DRAFT IN PROGRESS

CS/ECE 755 Project
Prof. David Wood

Motivation
===========
Most current generation processors use prediction and speculation to
execute multiple instructions in parallel, thereby increasing performance.
Prediction is when a processor "guesses" something, e.g., whether or not
a branch will be taken. Speculation is when a processor performs an 
operation (e.g., executes an instruction) that will have to be undone 
if the prediction proves incorrect.

Current processors use a variety of "speculation recovery mechanisms"
to recover the correct
architectural state when a misspeculation occurs.  For example, the
MIPS R10000 checkpoints its register rename maps whenever it takes a branch;
when a branch misprediction occurs, the processor restores the maps to 
the appropriate checkpoint. 

A common limitation of current speculation recovery mechanisms is that
they only allow speculation of a relatively small number of instructions.

++++++++++

[STATED TASK 1] Reproduce the part of the project description beginning with "CS/ECE 755 Project" and running through "prediction proves incorrect.".
[STATED TASK 2]
Answer these questions using the project description:
(a) What does the MIPS R10000 checkpoint whenever it takes a branch?
(b) What example does the project description give of something a processor might guess?
(c) What common limitation of current speculation recovery mechanisms does it name?
Draw only on the project description for your answers.

++++++++++

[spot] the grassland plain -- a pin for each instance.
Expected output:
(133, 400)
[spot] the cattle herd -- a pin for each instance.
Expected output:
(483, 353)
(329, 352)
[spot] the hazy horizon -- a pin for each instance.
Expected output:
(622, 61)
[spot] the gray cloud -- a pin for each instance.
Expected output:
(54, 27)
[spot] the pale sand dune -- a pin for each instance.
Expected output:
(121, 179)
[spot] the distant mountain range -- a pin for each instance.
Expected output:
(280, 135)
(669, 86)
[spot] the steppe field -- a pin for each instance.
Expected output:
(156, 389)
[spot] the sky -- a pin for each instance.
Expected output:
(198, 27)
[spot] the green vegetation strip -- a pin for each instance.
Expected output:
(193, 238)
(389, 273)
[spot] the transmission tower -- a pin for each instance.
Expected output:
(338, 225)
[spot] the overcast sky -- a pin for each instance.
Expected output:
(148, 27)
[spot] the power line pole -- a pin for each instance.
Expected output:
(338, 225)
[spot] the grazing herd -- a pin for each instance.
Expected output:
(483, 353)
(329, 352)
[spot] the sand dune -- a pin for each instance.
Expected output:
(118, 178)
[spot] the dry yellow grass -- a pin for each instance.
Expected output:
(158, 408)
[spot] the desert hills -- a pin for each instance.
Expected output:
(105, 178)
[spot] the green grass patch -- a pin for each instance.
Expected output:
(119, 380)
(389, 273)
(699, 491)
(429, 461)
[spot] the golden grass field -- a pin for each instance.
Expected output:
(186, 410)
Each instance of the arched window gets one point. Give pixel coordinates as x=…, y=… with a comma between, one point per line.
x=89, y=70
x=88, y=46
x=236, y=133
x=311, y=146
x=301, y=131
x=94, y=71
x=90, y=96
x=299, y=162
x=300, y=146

++++++++++

[TASK OUTPUT 1]
CS/ECE 755 Project
Prof. David Wood

Motivation
===========
Most current generation processors use prediction and speculation to
execute multiple instructions in parallel, thereby increasing performance.
Prediction is when a processor "guesses" something, e.g., whether or not
a branch will be taken. Speculation is when a processor performs an 
operation (e.g., executes an instruction) that will have to be undone 
if the prediction proves incorrect.

[TASK OUTPUT 2]
(a) Its register rename maps.
(b) Whether or not a branch will be taken.
(c) They only allow speculation of a relatively small number of instructions.